__Teks Bacaan__

————

Kata khalîfah mengikuti wazan “fa’îlah”, sebagaimana kata “amîr” mengikuti wazan “fa’îl”. Secara harfiah, kata khalîfah diartikan dengan: al-ladzî yustakhlafu min-man qablahu (orang yang menjadi pengganti orang sebelumnya). Jamaknya, “khalâ’if”. Adapun menurut Imam Sibawaih [w. 180 H], jamaknya “khulafâ’”.1 Uniknya, “khalîfah”, mengikuti wazan “fa’îlah”.

Sebelum membahas wazan “fa’îlah”, dengan tambahan “tâ’” di akhir, mari kita bahas wazan “fa’îl” tanpa tambahan “tâ’” di akhir. Wazan “fa’îlah” dan “fa’îl” tidak hanya digunakan sebagai wazan shifat musyabbahah, seperti “faqîh” (ahli fikih), atau “khathîb” (orator). Wazan ini juga digunakan sebagai shîghat mubâlaghah (hiperbolis), seperti “’alîm” (mahatahu),  “amîr” (yang mengurus banyak urusan), atau “khalîf” (yang menggantikan orang sebelumnya dalam banyak urusan). Jika ditambah “tâ’” maka konotasinya semakin kuat, seperti “khalîf” menjadi “khalîfah”, atau “al-‘allâm” menjadi “al-‘allâmah”.2

Wazan “fa’îlah” dan “fa’îl”, sebagai shîghat mubâlaghah, itu ternyata diambil (manqûl) dari shifat musyabbahah. Adapun wazan “fa’îlah” dan “fa’îl” sebagai shifat musyabbahah mempunyai konotasi yang berbeda. Misalnya, “thawîl” (panjang) menunjukkan sifat yang permanen, tidak akan berubah, misalnya menjadi pendek. Begitu juga sebaliknya, “qashîr” (pendek); selamanya pendek, tidak akan berubah menjadi panjang.

————

__Data__

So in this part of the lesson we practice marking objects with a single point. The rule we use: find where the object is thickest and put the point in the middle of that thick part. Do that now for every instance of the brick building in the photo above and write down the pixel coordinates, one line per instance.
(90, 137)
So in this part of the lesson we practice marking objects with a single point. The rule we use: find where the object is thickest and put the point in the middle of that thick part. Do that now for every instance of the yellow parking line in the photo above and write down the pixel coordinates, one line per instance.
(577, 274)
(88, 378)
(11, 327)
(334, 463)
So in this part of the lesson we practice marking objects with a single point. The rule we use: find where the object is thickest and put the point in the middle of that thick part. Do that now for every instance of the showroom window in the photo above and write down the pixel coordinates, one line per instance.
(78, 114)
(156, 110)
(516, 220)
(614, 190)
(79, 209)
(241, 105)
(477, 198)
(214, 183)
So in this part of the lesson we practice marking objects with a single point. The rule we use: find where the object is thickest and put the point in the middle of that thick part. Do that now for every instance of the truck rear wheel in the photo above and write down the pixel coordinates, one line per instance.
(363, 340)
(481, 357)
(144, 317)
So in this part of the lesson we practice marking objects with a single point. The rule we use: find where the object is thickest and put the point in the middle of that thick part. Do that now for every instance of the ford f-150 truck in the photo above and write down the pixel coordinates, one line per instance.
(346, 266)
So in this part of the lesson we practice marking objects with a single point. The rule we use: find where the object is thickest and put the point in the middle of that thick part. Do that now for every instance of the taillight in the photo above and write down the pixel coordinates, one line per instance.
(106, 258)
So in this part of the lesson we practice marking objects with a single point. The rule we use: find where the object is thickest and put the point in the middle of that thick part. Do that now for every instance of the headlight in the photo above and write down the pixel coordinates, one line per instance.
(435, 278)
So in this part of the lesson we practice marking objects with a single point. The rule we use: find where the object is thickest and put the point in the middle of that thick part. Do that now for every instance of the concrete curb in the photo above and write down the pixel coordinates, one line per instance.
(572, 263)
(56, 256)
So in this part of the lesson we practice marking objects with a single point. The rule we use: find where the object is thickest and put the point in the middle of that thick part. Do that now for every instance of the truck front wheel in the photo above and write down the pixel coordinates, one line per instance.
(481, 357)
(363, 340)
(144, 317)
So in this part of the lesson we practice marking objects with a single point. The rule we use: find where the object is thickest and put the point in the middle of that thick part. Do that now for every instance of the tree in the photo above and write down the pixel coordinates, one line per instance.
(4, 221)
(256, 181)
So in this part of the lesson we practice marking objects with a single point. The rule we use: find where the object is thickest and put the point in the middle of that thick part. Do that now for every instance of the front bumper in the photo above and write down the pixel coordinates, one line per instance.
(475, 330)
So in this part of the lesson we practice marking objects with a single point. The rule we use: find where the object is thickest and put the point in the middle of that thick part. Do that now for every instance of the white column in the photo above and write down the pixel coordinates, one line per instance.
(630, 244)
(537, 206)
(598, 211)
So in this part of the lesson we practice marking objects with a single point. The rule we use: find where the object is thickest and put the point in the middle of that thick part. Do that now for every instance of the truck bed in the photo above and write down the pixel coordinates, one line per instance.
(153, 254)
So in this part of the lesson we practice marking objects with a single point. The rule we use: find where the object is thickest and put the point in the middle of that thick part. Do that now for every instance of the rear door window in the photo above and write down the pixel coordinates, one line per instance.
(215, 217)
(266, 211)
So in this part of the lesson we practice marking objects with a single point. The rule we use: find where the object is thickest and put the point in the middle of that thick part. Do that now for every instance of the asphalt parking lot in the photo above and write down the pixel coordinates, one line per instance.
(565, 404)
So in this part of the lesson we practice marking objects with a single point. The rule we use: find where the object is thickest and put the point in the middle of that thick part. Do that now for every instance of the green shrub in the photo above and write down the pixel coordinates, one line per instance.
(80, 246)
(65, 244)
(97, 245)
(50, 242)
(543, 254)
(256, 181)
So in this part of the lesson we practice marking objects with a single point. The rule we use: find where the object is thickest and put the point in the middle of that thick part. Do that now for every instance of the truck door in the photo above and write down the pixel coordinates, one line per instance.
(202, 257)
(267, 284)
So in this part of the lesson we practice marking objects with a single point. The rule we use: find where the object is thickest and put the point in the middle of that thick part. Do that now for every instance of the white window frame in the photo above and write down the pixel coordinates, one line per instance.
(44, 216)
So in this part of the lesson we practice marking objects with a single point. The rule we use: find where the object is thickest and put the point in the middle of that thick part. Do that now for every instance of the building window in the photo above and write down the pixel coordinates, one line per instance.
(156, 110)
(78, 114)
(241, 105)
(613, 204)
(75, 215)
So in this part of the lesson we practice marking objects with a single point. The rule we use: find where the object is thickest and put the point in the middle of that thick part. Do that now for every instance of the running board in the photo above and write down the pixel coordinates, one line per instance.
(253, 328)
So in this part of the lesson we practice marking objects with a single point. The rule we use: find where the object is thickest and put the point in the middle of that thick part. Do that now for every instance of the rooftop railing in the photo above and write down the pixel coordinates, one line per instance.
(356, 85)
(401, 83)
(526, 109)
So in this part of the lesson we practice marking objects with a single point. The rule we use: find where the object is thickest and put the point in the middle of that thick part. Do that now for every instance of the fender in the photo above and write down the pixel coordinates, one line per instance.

————

__Soal Latihan__
**1.** Menurut teks bacaan, apa bentuk jamak kata khalîfah menurut Imam Sibawaih?
**2.** Hitung ada berapa baris dalam daftar yang memuat kata "running". Tulis angkanya saja.

__Jawaban Soal__
**1.** Menurut Imam Sibawaih, jamak kata khalîfah adalah “khulafâ’”.

**2.** 1